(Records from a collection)
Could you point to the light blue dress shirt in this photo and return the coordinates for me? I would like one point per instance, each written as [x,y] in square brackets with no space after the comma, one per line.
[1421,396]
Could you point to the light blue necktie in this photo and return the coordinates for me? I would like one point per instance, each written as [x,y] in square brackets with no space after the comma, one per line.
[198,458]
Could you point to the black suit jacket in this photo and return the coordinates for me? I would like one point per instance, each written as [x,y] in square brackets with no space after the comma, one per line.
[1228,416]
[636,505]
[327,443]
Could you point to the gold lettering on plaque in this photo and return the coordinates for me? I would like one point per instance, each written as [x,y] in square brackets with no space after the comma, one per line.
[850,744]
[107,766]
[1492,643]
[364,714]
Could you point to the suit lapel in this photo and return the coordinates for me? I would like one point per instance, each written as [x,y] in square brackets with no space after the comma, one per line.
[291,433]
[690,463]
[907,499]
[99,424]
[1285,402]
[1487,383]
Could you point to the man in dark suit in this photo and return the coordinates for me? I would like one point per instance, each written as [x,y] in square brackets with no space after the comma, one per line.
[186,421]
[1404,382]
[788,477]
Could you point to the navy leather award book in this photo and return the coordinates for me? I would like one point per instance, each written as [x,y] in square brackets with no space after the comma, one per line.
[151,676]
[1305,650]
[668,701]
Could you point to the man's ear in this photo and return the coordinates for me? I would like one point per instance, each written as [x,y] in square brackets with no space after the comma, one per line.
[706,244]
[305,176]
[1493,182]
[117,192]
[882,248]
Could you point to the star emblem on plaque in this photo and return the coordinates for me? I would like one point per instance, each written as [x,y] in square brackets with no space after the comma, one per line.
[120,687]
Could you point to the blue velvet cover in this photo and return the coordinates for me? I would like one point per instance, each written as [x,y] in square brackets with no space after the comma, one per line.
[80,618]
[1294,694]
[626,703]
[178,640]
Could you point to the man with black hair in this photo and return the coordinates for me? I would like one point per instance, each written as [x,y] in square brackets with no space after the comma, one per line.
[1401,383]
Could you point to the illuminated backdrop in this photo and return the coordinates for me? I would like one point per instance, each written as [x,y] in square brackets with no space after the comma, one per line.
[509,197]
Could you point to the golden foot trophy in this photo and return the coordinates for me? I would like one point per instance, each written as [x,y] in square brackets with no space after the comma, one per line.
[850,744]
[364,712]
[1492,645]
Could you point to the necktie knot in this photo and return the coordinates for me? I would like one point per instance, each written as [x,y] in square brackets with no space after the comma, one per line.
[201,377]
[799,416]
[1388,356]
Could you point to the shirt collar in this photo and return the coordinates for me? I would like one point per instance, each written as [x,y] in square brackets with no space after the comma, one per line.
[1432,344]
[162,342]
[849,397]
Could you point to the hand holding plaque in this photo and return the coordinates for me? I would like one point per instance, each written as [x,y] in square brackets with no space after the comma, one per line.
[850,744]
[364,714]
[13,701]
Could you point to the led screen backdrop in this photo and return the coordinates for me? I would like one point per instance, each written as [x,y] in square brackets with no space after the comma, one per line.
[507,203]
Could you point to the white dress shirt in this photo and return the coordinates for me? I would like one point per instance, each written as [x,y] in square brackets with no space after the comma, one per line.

=== Exercise instructions ===
Put each line of the material above into a numbered list, leaving out any blank lines.

=== Right answer ===
1. Could you point to the light blue dress shirt in this photo and return the coordinates for me? I would like one point per instance, each written as [x,y] in square brackets with no space after the comma, one per line.
2. [1421,396]
3. Could you point to the light blue necktie in this photo and return the coordinates for me? I would like one point per instance, each written as [x,y] in square brackets with no space after the comma, one per line.
4. [198,458]
5. Could you point to the black suit jacket in this photo and return the coordinates for me? I would like one point per instance, each written as [x,y] in square brackets with no space after the comma, one per line.
6. [1228,416]
7. [636,505]
8. [327,443]
9. Could you point to the gold lettering on plaque in this photo and return the coordinates for me? I would like one point per instance, each written as [x,y] in square brackets with no space after the comma, one per line.
10. [850,744]
11. [107,766]
12. [1492,643]
13. [364,714]
14. Could you point to the suit lapel in this photo and return the coordinates for me? I would like one point per instance, each written as [x,y] in square brackets with no space after the comma, one per line.
15. [291,433]
16. [690,463]
17. [907,499]
18. [99,424]
19. [1285,402]
20. [1487,383]
21. Could you point to the man in dark suit in this photo and return the coordinates for me? I would like one point per instance, each written as [x,y] in square brackets with no space after the comma, one per line.
22. [186,421]
23. [1404,382]
24. [788,477]
25. Could you point to the navy leather award book in this photo and return the coordinates for me? I would like one point per instance, each written as [x,y] in square brackets with no space after the comma, one per line.
26. [151,676]
27. [1305,650]
28. [668,701]
29. Could you point to the man's ear in this photo and return the coordinates for me? I would like one point per instance, each written as [x,y] in square brackets with no space after the comma, one per line.
30. [706,244]
31. [305,176]
32. [1493,182]
33. [117,192]
34. [882,248]
35. Could you point to the star emblem on plaque in this photo and return the coordinates for me? I would like one point per instance, each written as [x,y] in square brackets with no space after the comma, one per line.
36. [120,687]
37. Could you point to the blue velvet cover in this photo and return the coordinates for me? I would like one point per instance, each written as [x,y] in square brackets with no space after the comma, one per line.
38. [80,618]
39. [1294,694]
40. [626,703]
41. [178,640]
42. Could you point to the man with black hair in this photo and return the coordinates for me? I would like one point per instance, each written as [x,y] in square brackets with no space after the comma, one per line.
43. [1401,383]
44. Could you point to the illuminated backdrop in this photo and return the coordinates for me? I would like one point per instance, each written as [x,y] in square brackets with no space after the comma, one per line.
45. [509,197]
46. Could you point to the golden foot trophy in this photo and return the coordinates for me? I would like one point per instance, each written as [x,y] in square brackets with no space after the comma, one per line.
47. [850,744]
48. [364,712]
49. [1492,645]
50. Could you point to the necktie knot in this photo and return the coordinates for me? I would like one point per instance, each written as [x,y] in square brackets with no space after the comma, one per line.
51. [201,377]
52. [799,416]
53. [1388,356]
54. Could you point to the shirt collar in this photo and return the coordinates for me? I would like one point per instance, each written as [x,y] in square brackets with no space after the comma, one per line.
55. [1432,344]
56. [162,342]
57. [849,397]
58. Could you point to the hand holding plaque in this photo and return the coordinates for me? I would like one point per instance, each written as [x,y] in square brackets with no space after the comma, one per line.
59. [850,744]
60. [364,714]
61. [13,701]
62. Could you point to the led screen backdrop in this photo and return the coordinates for me? I would like one point per instance, each written as [x,y] in square brackets with no space after the comma, one per line.
63. [507,203]
64. Could you point to the white dress shirt in this photo and return the coordinates for me? I would like one point per instance, each written as [x,y] in square brackets with no space after the comma, one per line.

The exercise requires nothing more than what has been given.